**DOCUMENT SECTION:**
________

Maolmhuaidh is an Irish surname, generally anglicised as Molloy or Mulloy. Like other Irish surnames, Maolmhuaidh is patronymic. The male version is Ó Maolmhuaidh ("ó" meaning "son of"); the female versions are Uí Mhaolmhuaidh ("uí" meaning "wife of") and Ní Mhaolmhuaidh ("ní" meaning "daughter of"); the family or house name is Uí Mhaolmhuaidh.

Ó Maolmhuaidh Fir Cell

The Uí Maolmhuaidh of Fir Cell (men of the churches, in what is now County Offaly) claimed descent from the southern Uí Néill. The 16th-century mercenary, Captain Greene O'Mulloy, was of this family.

Ó Maoil Aodha Oirthir Connachta

The Uí Maoil Aodha ("descendant of the devotee of (St.) Aodh") family lived in east Connacht, and is now found as both Mullee and Molloy.

Ó Maolmhaodhóg Tir Connall

The Uí Maolmhaodhóg ("descendant of the devotee of (St.) Maodhóg") surname is now usually rendered as Mulvogue, or Logue, but sometimes Molloy, particularly around the Glenties area of County Donegal.

Instances

The 1890 registration of births found bearers of the surname concentrated in counties Donegal, Dublin, Galway, and Mayo.

________

**STATED PROBLEM 1:**
Answer these questions from the text on the Maolmhuaidh surname:
(a) What does "ní" mean?
(b) In what present-day county is Fir Cell?
(c) In which counties did the 1890 registration of births find bearers of the surname concentrated?
**STATED PROBLEM 2:** Based on the text on the Maolmhuaidh surname, explain why the surname takes different forms for a son, a wife, and a daughter.
**STATED PROBLEM 3:** Reproduce word for word the passage of the text on the Maolmhuaidh surname between "The Uí Maoil" and "Galway, and Mayo.", inclusive.
The material is not required for any of the work here.

________

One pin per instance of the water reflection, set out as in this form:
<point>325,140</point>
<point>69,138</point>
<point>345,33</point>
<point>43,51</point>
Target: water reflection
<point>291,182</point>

________

**PROBLEM SOLUTION 1:**
(a) "Daughter of"
(b) County Offaly
(c) Donegal, Dublin, Galway, and Mayo

**PROBLEM SOLUTION 2:** The surname is patronymic, and each form begins with a prefix that carries its own meaning. "Ó" means "son of," "Uí" means "wife of," and "Ní" means "daughter of."

**PROBLEM SOLUTION 3:**
The Uí Maoil Aodha ("descendant of the devotee of (St.) Aodh") family lived in east Connacht, and is now found as both Mullee and Molloy.

Ó Maolmhaodhóg Tir Connall

The Uí Maolmhaodhóg ("descendant of the devotee of (St.) Maodhóg") surname is now usually rendered as Mulvogue, or Logue, but sometimes Molloy, particularly around the Glenties area of County Donegal.

Instances

The 1890 registration of births found bearers of the surname concentrated in counties Donegal, Dublin, Galway, and Mayo.